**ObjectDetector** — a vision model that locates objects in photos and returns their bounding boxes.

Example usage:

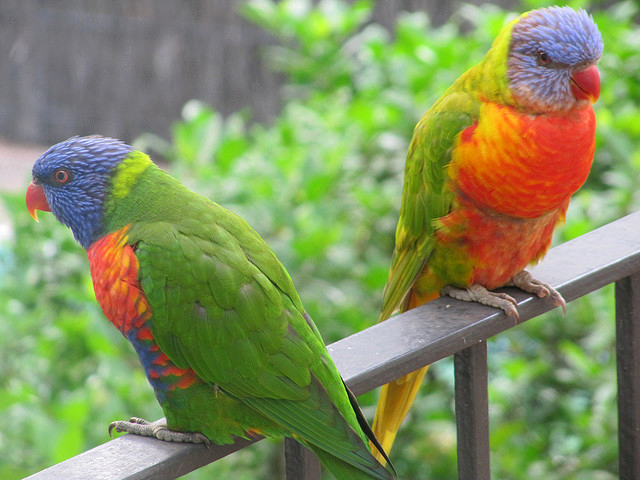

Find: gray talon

[440,283,519,320]
[109,417,211,447]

### Direction
Copy out all of the data above word for word, leaving out the pictures.

### Result of the exercise
**ObjectDetector** — a vision model that locates objects in photos and returns their bounding boxes.

Example usage:


Find: gray talon

[440,283,519,320]
[109,417,211,447]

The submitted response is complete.